*Aim of the task:*
Write out every one of the records below word for word, without changing anything.

====== Provided information ======

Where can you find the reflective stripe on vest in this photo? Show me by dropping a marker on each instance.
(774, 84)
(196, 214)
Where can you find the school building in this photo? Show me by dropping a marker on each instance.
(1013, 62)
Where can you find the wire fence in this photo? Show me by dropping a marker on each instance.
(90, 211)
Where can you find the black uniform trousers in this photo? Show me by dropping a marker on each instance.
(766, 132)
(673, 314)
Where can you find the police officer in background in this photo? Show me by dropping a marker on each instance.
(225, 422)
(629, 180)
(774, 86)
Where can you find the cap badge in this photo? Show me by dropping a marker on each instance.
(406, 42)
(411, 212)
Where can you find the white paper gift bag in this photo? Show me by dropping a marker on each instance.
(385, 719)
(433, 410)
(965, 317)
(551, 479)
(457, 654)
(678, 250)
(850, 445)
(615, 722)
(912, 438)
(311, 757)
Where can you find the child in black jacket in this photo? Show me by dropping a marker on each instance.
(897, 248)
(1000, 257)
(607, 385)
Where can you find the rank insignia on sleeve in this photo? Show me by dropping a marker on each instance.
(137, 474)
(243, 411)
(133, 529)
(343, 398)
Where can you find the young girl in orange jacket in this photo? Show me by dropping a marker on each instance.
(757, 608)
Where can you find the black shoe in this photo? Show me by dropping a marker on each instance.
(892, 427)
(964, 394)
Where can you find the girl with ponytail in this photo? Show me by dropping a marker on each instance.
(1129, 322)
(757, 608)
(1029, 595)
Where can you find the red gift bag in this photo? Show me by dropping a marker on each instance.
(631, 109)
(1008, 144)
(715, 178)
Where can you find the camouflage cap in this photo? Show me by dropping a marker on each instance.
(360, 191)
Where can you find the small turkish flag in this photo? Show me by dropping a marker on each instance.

======

*The output:*
Where can you find the reflective stripe on vest in this photo? Show me by dropping a marker on each instance.
(774, 84)
(196, 214)
Where can you find the school building in this photo? Show me by dropping a marker on each instance.
(1013, 62)
Where can you find the wire fence in this photo? Show me by dropping a marker on each instance.
(90, 211)
Where can you find the black uniform trousers in this photo? Show me by dropping a marker on each instance.
(766, 132)
(673, 314)
Where can you find the police officer in background in this photo? Show me by dropping a marker on each instance.
(225, 422)
(629, 180)
(774, 86)
Where can you find the cap badge in this photo? Show me by dropping a marker on each instance.
(406, 42)
(411, 212)
Where can you find the white paper gift bag in this photo? Show me by dropping a marker on each instance.
(385, 719)
(433, 410)
(965, 317)
(551, 479)
(457, 654)
(678, 250)
(850, 445)
(615, 722)
(912, 438)
(311, 757)
Where can you find the child in black jacket in this photo? Show me by dropping a marker on each instance.
(897, 248)
(1000, 257)
(607, 385)
Where can you find the rank insignia on sleeve in this photo? Show me by dropping a marker on each instance.
(137, 474)
(243, 411)
(133, 529)
(343, 398)
Where can you find the young girl in orange jacket in this photo? Show me by dropping a marker on each instance.
(757, 608)
Where can you find the black shoe in this photo? Show me by dropping a marker on each instance.
(892, 427)
(964, 394)
Where can you find the girl with ponytail in this photo? Show me by dropping a marker on each instance.
(1129, 322)
(757, 608)
(1029, 595)
Where can you find the red gift bag in this photo? Show me by dropping a marker on each instance.
(631, 109)
(1008, 144)
(715, 178)
Where can you find the camouflage cap in this photo? Show me by dropping a marker on each instance.
(360, 191)
Where can you find the small turkish flag in this photo? Show me by dropping a marker on each instance.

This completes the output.